## EXTRACTED MATERIAL
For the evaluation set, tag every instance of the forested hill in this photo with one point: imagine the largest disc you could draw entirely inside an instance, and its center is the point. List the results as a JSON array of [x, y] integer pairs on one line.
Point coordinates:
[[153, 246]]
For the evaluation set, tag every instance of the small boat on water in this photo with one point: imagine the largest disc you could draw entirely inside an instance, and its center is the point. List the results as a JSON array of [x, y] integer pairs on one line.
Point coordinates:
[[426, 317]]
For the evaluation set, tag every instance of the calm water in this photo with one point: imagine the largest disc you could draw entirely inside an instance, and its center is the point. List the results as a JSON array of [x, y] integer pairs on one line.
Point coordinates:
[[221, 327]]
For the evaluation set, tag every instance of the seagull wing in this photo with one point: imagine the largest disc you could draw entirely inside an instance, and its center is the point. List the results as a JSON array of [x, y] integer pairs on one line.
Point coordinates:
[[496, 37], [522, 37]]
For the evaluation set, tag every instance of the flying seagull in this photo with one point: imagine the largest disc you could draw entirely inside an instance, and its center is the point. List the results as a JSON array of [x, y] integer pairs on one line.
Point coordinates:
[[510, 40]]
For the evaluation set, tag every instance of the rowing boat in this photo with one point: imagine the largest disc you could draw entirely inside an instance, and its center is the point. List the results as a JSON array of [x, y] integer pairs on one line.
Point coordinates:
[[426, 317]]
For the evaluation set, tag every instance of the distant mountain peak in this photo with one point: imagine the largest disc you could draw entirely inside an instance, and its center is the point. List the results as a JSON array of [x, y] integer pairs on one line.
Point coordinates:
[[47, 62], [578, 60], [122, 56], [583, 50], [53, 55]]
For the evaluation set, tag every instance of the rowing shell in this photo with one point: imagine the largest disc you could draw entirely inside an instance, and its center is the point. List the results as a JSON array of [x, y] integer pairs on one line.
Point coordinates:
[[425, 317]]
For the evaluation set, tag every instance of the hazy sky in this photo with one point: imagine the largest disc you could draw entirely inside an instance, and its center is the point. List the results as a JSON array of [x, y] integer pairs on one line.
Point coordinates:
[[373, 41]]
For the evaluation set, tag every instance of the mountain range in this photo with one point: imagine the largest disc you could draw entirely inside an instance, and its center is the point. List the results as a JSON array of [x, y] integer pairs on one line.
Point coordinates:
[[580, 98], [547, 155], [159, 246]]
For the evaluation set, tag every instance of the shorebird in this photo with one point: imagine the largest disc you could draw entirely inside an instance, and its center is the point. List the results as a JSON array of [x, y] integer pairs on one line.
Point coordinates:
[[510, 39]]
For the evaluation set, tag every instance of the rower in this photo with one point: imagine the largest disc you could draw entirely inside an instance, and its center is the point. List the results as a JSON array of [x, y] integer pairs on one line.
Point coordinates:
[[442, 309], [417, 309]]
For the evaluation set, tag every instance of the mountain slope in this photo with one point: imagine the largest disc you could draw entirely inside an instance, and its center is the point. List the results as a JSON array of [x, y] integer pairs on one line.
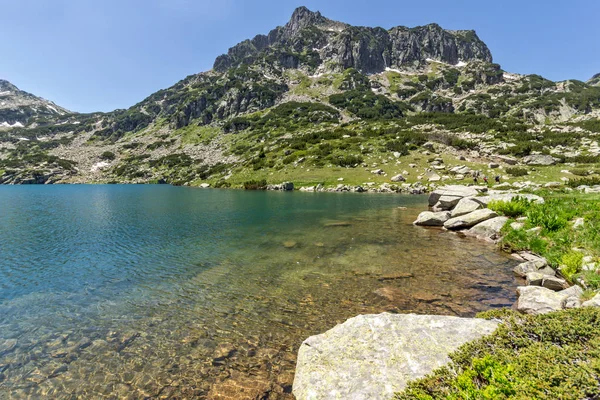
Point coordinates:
[[19, 108], [314, 101]]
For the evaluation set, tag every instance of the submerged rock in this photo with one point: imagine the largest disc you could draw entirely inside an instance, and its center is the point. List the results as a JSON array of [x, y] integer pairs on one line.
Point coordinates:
[[428, 218], [594, 302], [373, 356], [488, 230], [465, 206], [469, 220], [452, 190], [529, 266], [538, 300]]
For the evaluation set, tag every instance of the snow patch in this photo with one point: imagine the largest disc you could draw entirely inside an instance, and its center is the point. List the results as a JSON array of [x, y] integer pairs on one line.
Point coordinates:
[[15, 125], [393, 70], [510, 77], [100, 166]]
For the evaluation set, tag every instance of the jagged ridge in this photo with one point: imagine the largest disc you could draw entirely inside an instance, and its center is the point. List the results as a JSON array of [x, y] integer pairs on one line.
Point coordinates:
[[338, 46], [19, 108]]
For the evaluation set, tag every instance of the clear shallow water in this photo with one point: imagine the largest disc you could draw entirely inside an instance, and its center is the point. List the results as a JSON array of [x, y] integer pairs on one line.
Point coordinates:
[[159, 291]]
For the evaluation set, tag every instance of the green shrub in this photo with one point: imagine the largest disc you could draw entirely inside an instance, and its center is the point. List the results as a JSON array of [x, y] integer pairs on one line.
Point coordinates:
[[545, 357], [580, 171], [546, 218], [571, 264], [107, 155], [348, 160], [517, 171]]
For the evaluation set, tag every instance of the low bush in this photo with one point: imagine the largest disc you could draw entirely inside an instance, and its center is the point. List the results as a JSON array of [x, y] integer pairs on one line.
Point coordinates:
[[517, 171], [550, 356], [571, 264]]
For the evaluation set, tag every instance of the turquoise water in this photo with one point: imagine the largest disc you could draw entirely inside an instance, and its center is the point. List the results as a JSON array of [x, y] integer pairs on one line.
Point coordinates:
[[157, 291]]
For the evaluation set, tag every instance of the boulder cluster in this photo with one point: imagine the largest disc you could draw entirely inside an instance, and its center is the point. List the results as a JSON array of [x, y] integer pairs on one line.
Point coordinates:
[[464, 208]]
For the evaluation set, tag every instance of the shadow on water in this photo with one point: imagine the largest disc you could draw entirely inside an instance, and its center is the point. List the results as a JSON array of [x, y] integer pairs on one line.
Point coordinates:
[[155, 291]]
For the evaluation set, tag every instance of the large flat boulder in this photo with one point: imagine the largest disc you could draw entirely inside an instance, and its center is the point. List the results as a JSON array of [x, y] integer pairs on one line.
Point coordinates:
[[465, 206], [530, 266], [428, 218], [374, 356], [488, 230], [485, 200], [452, 190], [469, 220], [539, 300]]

## GIVEN TASK
Copy the data above word for word, beginning with the line that contains "For the evaluation set, tag every instance of the seagull" and ending after the line that contains "[[425, 317]]".

## COMPLETED EXERCISE
For the evaluation set, tag every instance of the seagull wing in this photo with one point: imagine the largest disc you could draw entirely inside an instance, and its center is the point. List the results as a JSON array of [x, y] integer pairs on one line.
Point coordinates:
[[496, 37], [522, 37]]
For the evaluation set, tag every instance of the flying seagull in this photo with one point: imagine the largest disc you could draw entirely inside an instance, and its center is the point. List the results as a JSON array of [x, y] integer pairs on one line.
Point coordinates:
[[510, 40]]
For the evaluation set, tag every instance of the rowing boat in this photo with one point: imagine the largest disc you could draw entirely inside an instance, and its center is the point. List the results as a JSON array of [x, y] integer pairs on one line.
Point coordinates:
[[426, 317]]
For the evaluation set, tag every instance of the distant mountain peak in this photo with one point: imagine the largest disc you could draw entirely inside an instance, and its center is the point. List the results as a JSON array of [x, y] integer pairs on one line.
Point coordinates:
[[47, 62], [578, 60], [122, 56], [583, 50], [53, 55]]
For the evaluation set, tag every instance of the rowing shell in this photo with one point: imagine the largest disc you could draw entirely inside an instance, and its center is the point. List the results as a JSON array of [x, y] integer pairs on one line.
Point coordinates:
[[425, 317]]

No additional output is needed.